[Supplied text]:
○ ○ ○ ○

My step kid's mother is bipolar as well. Every few years she spends a couple of months in a mental hospital. At the time she abandoned the kids, she was also shooting up heroin and drinking a LOT. She would talk to the kids once every few months on the phone. And she came out here (She lives in FL, we live in NM) to see the kids twice in all the time while they were growing up.

One of the issues with the kids is that they kept blaming themselves for her leaving. They would cry because they thought she left because they were bad. They thought that she did not love them. I used to tell them that she loves them in the only way she knows how. But that her way is not what children need. They had to have some sense that she loved them, even if it was a tiny drop.

About 4 years ago my step-daughter went to see her mother because her mother was very ill and in the hospital. Since then, she has been living with her mother. While her mother still has her job, she's needs a lot of help. So my step-daughter is now her mother's keeper. It angers me that the woman who abandoned her is now the taking away the years of her 20's.... she turns 30 in November.

It's amazing how much children identify with their birth parents, even if the parent abandons them. It can break something inside them. 

Also, your husband being gone most of the time probably makes your step-son feel that for the most part, both of his birth parents abandoned him.

The thing with children is that they do not have the ability to express their emotions. So instead they act them out. Your step-son's anger and confusion manifests in his bad behavior.


----------



## EleGirl

Bearsmama1 said:


> EleGirl you are spot on. Abandonement by the bio mom cause some damage all the love i give could not heal. It also didn't help my husband travels for work. I've done what i could with counseling and being there but I feel like I have reached my limit with this social services involvement. I know they have a job to do but I do not rest easy at night.


It's pretty scary when social services gets involved. I think they mean well but they don't always reach the right conclusion. For that reason, I agree with you that things have escalated to a new level and you have to take this very seriously.

What are you thinking of doing now?


----------



## 3Xnocharm

Your husband has more or less abandoned you, leaving the responsibility of HIS child squarely on YOUR head. When all is said and done, it is up to HIM to take care of these issues. I agree with the others who are suggesting that you take your two kids and get the hell out. Screw what anyone else thinks, how crappy of everyone to put this all on you! No matter how much you love him, you cant fix him, and you need to keep your other two safe and healthy, they count too. And they deserve a much better home environment than they will ever get if you stay in this.


----------



## frusdil

Fellow stepmum here, also with a difficult teen and an absent bio mother. My heart goes out to you too.

○ ○ ○ ○

[Data block]:
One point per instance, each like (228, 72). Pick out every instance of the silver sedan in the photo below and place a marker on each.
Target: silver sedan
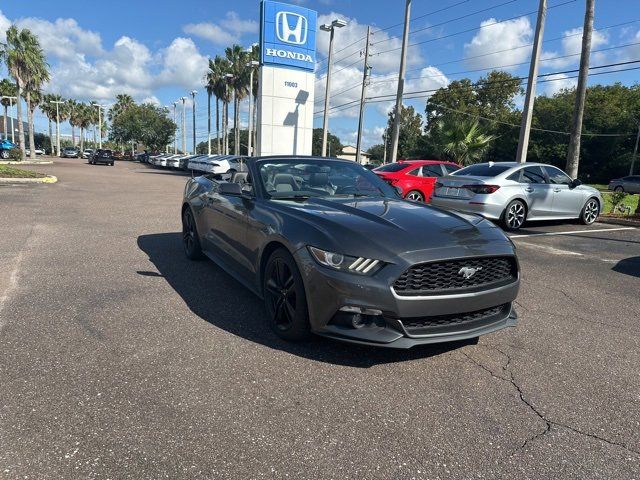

○ ○ ○ ○

Transcribe the passage of the forum thread above from "About 4 years" up to and including "parents abandoned him.".

[Answer to this problem]:
About 4 years ago my step-daughter went to see her mother because her mother was very ill and in the hospital. Since then, she has been living with her mother. While her mother still has her job, she's needs a lot of help. So my step-daughter is now her mother's keeper. It angers me that the woman who abandoned her is now the taking away the years of her 20's.... she turns 30 in November.

It's amazing how much children identify with their birth parents, even if the parent abandons them. It can break something inside them. 

Also, your husband being gone most of the time probably makes your step-son feel that for the most part, both of his birth parents abandoned him.